_TASK:_ Filter the entries that follow, copying every line in which the word "floor" appears.

_Point-per-instance localization data:_
== Segment start ==
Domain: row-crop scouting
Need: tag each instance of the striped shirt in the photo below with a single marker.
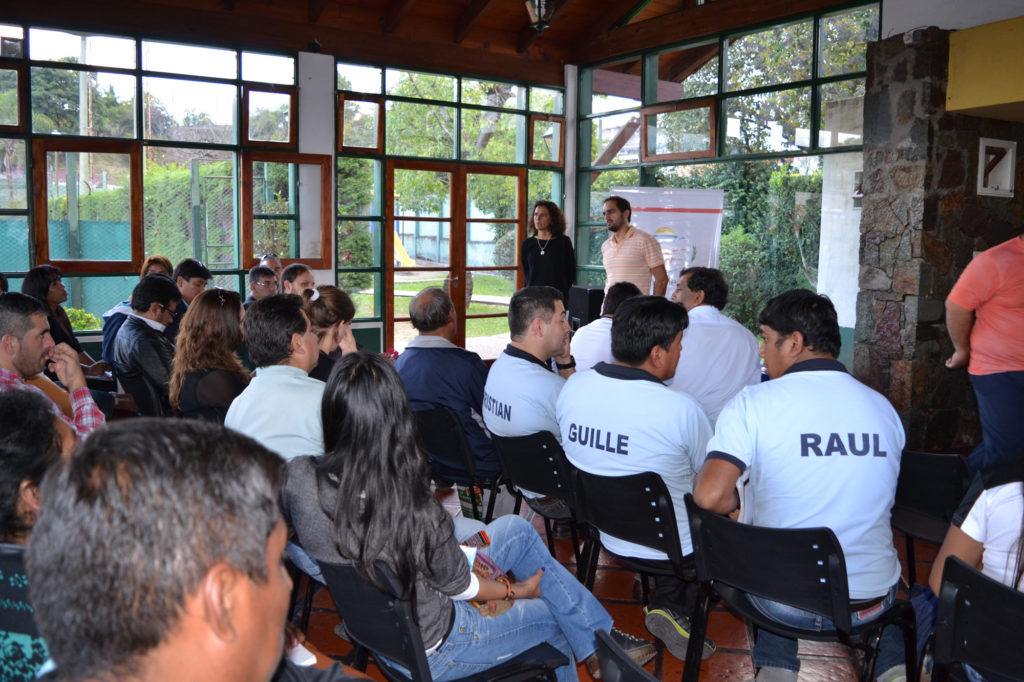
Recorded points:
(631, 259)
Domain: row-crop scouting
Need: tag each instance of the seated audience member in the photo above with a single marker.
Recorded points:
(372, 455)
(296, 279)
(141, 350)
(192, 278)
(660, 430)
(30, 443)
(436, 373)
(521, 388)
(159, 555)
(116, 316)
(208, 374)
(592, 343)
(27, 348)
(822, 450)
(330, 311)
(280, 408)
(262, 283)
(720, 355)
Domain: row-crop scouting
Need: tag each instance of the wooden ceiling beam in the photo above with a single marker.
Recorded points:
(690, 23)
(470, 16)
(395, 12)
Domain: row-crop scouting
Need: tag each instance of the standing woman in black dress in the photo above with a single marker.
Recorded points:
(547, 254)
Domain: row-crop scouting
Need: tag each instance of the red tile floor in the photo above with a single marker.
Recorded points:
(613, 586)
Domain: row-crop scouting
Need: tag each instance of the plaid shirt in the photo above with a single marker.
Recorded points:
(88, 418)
== Segment end ==
== Segment start ==
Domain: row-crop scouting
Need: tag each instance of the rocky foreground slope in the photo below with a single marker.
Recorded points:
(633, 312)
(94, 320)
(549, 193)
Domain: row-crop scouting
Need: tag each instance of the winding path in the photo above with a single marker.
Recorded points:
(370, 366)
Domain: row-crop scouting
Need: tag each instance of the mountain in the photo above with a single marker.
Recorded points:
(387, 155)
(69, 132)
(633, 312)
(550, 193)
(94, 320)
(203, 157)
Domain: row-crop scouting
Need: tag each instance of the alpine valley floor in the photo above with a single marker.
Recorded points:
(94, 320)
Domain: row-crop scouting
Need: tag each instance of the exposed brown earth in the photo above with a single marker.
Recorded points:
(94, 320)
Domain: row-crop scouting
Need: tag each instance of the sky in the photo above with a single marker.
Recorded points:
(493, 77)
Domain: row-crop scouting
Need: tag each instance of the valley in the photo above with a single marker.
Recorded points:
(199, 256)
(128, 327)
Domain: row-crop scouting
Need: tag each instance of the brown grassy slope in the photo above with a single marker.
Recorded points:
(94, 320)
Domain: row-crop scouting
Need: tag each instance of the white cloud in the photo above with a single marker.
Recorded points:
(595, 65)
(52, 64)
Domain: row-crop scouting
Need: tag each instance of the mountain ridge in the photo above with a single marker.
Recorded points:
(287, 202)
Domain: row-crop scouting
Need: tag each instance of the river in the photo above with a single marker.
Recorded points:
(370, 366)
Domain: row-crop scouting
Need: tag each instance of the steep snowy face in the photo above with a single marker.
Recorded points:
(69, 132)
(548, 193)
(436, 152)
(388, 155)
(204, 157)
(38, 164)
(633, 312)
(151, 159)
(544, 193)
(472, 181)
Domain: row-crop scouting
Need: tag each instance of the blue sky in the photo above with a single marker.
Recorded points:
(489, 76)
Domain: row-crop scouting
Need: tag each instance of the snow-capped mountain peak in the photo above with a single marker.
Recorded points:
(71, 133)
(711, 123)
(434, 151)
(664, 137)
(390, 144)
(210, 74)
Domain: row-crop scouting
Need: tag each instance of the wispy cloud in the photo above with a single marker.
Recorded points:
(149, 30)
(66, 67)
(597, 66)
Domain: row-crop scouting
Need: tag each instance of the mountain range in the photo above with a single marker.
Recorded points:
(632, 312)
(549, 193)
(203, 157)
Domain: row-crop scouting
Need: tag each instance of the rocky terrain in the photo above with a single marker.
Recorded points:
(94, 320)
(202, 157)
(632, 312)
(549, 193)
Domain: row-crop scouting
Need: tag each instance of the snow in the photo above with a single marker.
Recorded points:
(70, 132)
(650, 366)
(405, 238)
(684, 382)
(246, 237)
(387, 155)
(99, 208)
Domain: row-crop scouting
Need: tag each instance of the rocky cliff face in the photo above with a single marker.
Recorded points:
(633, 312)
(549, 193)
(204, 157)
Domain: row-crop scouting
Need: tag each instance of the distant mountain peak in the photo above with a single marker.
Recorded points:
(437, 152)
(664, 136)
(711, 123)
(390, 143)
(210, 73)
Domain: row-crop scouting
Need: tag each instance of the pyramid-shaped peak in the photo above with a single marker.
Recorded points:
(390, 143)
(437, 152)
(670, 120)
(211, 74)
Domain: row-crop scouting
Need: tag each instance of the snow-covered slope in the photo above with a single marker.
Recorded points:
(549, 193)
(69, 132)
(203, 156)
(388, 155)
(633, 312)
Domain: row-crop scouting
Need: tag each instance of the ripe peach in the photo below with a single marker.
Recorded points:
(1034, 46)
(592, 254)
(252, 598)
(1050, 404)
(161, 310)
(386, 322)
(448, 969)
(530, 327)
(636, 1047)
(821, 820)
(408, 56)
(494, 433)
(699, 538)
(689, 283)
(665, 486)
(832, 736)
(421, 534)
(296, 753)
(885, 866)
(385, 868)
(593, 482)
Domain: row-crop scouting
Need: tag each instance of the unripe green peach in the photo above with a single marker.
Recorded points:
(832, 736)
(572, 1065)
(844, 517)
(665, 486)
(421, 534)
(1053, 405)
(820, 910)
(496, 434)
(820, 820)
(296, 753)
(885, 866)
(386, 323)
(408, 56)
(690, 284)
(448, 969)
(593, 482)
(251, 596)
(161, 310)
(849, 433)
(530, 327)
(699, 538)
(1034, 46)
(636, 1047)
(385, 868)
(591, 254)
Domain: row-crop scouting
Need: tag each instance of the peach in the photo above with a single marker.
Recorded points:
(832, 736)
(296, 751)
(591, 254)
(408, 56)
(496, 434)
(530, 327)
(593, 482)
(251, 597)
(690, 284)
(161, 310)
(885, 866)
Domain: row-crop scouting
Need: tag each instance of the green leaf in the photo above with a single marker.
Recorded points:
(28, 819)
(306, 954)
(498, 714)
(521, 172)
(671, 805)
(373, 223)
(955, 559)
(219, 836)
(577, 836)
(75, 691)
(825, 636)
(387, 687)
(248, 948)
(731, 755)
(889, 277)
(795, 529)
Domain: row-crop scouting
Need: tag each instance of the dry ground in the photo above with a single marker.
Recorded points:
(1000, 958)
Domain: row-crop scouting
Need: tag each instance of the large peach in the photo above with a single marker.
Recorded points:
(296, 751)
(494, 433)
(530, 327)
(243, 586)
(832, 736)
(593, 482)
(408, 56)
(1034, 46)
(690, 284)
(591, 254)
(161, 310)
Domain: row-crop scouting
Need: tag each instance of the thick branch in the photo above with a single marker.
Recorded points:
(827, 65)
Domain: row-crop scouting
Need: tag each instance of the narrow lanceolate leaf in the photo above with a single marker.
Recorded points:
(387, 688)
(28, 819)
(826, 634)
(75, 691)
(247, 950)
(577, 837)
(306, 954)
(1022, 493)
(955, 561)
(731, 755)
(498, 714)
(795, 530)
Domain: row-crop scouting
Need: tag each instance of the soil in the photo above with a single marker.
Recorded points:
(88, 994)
== Segment end ==
_SOLUTION TO THE PROBLEM:_
Need: tag each instance of the red tile floor in the photo above with a single marker.
Need: tag each instance of the alpine valley floor in the photo above with a single marker.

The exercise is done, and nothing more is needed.